[[ DATASET, beginning ]]

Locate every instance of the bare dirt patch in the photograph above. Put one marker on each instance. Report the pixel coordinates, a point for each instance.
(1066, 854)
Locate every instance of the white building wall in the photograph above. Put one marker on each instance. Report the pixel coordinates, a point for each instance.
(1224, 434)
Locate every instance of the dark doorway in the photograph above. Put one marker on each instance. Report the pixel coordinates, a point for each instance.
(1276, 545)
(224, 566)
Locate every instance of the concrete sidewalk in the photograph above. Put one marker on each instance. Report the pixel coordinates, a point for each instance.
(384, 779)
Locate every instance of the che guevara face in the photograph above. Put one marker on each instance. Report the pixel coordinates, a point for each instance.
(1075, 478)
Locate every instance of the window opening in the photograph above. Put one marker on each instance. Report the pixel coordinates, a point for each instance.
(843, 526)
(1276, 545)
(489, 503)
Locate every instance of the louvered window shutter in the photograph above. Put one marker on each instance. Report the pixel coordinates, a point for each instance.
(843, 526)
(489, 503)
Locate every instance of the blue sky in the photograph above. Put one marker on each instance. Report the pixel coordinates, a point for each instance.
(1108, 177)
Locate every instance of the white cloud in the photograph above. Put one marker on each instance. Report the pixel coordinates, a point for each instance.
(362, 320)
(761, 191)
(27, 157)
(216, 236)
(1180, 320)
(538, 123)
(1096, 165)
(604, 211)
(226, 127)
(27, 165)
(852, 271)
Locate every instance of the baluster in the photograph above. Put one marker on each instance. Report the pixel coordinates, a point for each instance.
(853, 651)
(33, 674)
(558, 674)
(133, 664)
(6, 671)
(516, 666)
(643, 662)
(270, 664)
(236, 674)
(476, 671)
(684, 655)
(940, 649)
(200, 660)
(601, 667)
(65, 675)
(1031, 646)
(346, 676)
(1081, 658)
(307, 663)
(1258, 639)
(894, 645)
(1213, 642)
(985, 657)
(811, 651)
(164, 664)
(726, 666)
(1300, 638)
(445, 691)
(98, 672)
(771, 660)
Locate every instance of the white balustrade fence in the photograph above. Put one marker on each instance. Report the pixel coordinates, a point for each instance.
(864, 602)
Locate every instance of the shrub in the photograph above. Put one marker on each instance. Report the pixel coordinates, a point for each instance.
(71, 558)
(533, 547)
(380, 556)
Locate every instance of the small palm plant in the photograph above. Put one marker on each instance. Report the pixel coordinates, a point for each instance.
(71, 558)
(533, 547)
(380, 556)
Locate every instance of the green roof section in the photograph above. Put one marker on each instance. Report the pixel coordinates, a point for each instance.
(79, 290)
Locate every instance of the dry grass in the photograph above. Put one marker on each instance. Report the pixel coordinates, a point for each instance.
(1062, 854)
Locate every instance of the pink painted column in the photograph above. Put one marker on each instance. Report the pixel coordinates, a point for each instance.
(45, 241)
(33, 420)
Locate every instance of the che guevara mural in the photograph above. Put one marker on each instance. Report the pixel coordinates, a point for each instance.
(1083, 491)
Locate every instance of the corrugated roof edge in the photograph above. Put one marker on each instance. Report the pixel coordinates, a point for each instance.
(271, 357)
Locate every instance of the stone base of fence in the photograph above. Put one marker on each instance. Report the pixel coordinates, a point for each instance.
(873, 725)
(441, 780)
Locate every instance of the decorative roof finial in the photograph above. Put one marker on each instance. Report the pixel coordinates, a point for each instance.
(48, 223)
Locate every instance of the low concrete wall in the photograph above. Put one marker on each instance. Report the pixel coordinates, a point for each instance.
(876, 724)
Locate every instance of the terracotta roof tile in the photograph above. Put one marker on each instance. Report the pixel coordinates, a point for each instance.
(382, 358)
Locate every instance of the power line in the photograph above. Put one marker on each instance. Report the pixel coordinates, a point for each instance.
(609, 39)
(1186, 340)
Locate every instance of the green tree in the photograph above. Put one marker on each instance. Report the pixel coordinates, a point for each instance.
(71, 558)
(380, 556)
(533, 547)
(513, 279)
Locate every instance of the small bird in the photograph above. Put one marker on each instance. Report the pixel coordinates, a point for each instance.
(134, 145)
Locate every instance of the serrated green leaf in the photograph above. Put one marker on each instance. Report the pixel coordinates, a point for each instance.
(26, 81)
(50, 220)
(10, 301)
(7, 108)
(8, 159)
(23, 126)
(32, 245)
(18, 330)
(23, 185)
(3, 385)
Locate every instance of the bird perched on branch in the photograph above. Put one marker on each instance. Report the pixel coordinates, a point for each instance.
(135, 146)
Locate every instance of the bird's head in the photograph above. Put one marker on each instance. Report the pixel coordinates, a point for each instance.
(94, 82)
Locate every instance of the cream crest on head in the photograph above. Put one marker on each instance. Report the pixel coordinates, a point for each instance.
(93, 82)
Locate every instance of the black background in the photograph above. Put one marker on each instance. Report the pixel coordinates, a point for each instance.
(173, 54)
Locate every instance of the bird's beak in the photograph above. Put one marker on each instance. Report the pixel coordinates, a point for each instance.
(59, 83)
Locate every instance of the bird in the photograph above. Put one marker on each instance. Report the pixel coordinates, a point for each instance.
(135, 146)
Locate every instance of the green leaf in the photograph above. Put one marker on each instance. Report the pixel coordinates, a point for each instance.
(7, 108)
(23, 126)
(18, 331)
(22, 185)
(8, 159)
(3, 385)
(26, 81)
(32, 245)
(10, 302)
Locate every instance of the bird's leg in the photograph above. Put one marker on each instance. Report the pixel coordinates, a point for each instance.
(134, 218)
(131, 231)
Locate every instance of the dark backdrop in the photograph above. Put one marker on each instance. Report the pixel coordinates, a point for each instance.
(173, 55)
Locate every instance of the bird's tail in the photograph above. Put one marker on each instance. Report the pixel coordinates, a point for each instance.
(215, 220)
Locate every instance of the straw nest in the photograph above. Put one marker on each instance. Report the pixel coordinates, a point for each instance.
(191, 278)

[[ DATASET, end ]]

## HOW TO COMPLETE THIS TASK
Each entry above must be retyped exactly.

## RESPONSE FOR THIS EXERCISE
Locate every instance of the bare dirt patch in the photograph above. Put one marker on each instance. Report the pixel coordinates, a point for each instance.
(1066, 854)
Locate every instance of the white building wall in the photograph above. Put one marker on each instance. Report the pixel coordinates, a point for each instance.
(1224, 434)
Locate every instance of the dark doorway in the photograph above. Put one marker on each instance. Report the pixel coordinates, a point for each instance.
(1276, 545)
(224, 566)
Locate every instance of the concrete sidewalk in the photograph above. Put one marker on each instance. Report the pixel coordinates, a point for each instance.
(384, 779)
Locate every instance of the che guevara face in the photograph above. Put one marker on each instance. Report the pixel coordinates, a point for each instance.
(1075, 478)
Locate every instance of the window opening in the photograph above. Put one marker on each instance. Report the pixel coordinates, a point for each instance.
(843, 526)
(1276, 545)
(489, 503)
Locate every instance of the louvered window shutter in the photograph above. Put one marker on each instance. Report the pixel coordinates, a point for each instance.
(843, 526)
(489, 503)
Locate every instance of the blue sky in the photograph above. Put one marker on each instance. Report the pixel coordinates, a point for each instance.
(1108, 177)
Locate every instance of the white cloud in the photograph above. Put one marker on each instance. Report the pixel coordinates, a point for each instance.
(362, 320)
(761, 191)
(27, 157)
(216, 236)
(1180, 320)
(538, 123)
(1096, 165)
(604, 211)
(226, 127)
(27, 165)
(852, 271)
Locate every instance of the baluster in the photograph above. Put one marker on each instance. Report the pixel coordinates, a point for each instance.
(853, 651)
(33, 674)
(558, 674)
(133, 664)
(6, 671)
(516, 666)
(643, 662)
(270, 664)
(236, 674)
(476, 671)
(684, 655)
(940, 649)
(200, 660)
(601, 667)
(65, 675)
(1031, 646)
(346, 676)
(1081, 658)
(307, 663)
(1258, 639)
(894, 645)
(1213, 642)
(985, 657)
(811, 651)
(164, 664)
(726, 666)
(1300, 638)
(445, 691)
(98, 672)
(771, 660)
Locate every instance of the white balustrade fence in the photograph above. Put one marker on each instance. Report the pixel coordinates, a point for each instance.
(864, 602)
Locate every instance of the shrub in the photograph above. Put one marker on each instance. Report the pixel coordinates, a point for each instance.
(71, 558)
(533, 547)
(380, 556)
Locate every instance of the small palm plant in the photograph above. Put one marker on each instance. Report the pixel coordinates, a point for each instance.
(71, 558)
(533, 547)
(380, 556)
Locate every instance of the green roof section in the photograph above. Put one marker on each instance. Report the pixel coordinates, a point for each instance.
(79, 290)
Locate every instance of the dry grass in the photograph above. Put one marker on each instance. Report the pixel coordinates, a point for each instance.
(1062, 854)
Locate every instance of the pink painted column in the photograph above. Put one marker on each instance. Report the pixel coordinates, a point for each instance.
(45, 241)
(33, 420)
Locate every instance of the che guevara mural in the photograph above. Put one marker on each instance. Report the pixel coordinates, a point for each instance.
(1083, 491)
Locate every instance of the corrugated roof edge in the photograph above. Put one marker on each instance. Report the pixel coordinates, a point for each instance.
(271, 357)
Locate every instance of the stone base of fence in the photograph above. Put one marker on each instance. Report the pixel coordinates, a point for each instance.
(873, 725)
(441, 780)
Locate every instance of the decorative roof finial in the photograph above. Put one marker on each instance. Report the pixel coordinates, a point for each instance.
(48, 223)
Locate every instance of the low concrete wall in the photograph above. Put one marker on each instance. Report the pixel coordinates, a point for each instance.
(876, 724)
Locate every instance of the terracotta roof tile in the photograph above. Put one marker on each instance. Report the pixel coordinates, a point for each instance.
(382, 358)
Locate every instance of the power line in the photograph above. Put one marker on each instance. Report the pixel coordinates, a point for each instance.
(609, 39)
(1186, 340)
Locate every instance of the green tree in the photograph above. Put one marker on each instance. Report the pixel coordinates, a point for each instance.
(71, 558)
(380, 556)
(533, 547)
(513, 279)
Locate every instance of the small bird in the photograph above. Put one marker on each instance. Report the pixel coordinates, a point for each instance.
(134, 145)
Locate every instance of the serrated green leaf in the photograph above. Put one marker on each instance. Report the pixel coordinates, a point for each instance.
(26, 81)
(50, 220)
(10, 301)
(7, 108)
(8, 159)
(23, 126)
(32, 245)
(18, 330)
(23, 185)
(3, 385)
Locate every instance of the bird perched on branch in the photograph above. Put one marker on each instance. Report the pixel coordinates, a point for each instance.
(135, 146)
Locate every instance of the bird's head in the photograph above. Put one marker on each instance. Report the pixel coordinates, a point for each instance.
(94, 82)
Locate every instance of the cream crest on head in the photograph above. Put one marker on each instance. Report the pixel coordinates, a point for each instance.
(93, 82)
Locate every instance of the black background in the photograph above. Put one marker on each instance. Report the pixel coordinates, a point for each instance.
(173, 54)
Locate every instance of the bird's beak in the photograph above. Put one marker on each instance. Report the pixel coordinates, a point for each instance.
(59, 83)
Locate every instance of the bird in the photograph above. Put one marker on each instance. Report the pixel coordinates, a point for each instance.
(135, 146)
Locate every instance of the green leaf in the photograph above. Put one marker on each instance. Report the pixel coordinates, a point for each instance.
(7, 108)
(23, 126)
(18, 331)
(22, 185)
(8, 159)
(3, 385)
(26, 81)
(32, 245)
(10, 302)
Locate every instance of the bird's leg in the photograph above. Put one marker on each instance. Report the pixel coordinates, a point for each instance.
(134, 218)
(131, 231)
Locate every instance of the dark backdrop in the photograph above. Put one marker on each instance. Report the pixel coordinates, a point for each instance.
(173, 55)
Locate every instance of the bird's tail in the photograph above. Put one marker on each instance. Report the pixel coordinates, a point for each instance.
(215, 220)
Locate every instance of the straw nest in the photograph above. Put one marker on each instance. Report the pixel coordinates, a point for each instance.
(191, 278)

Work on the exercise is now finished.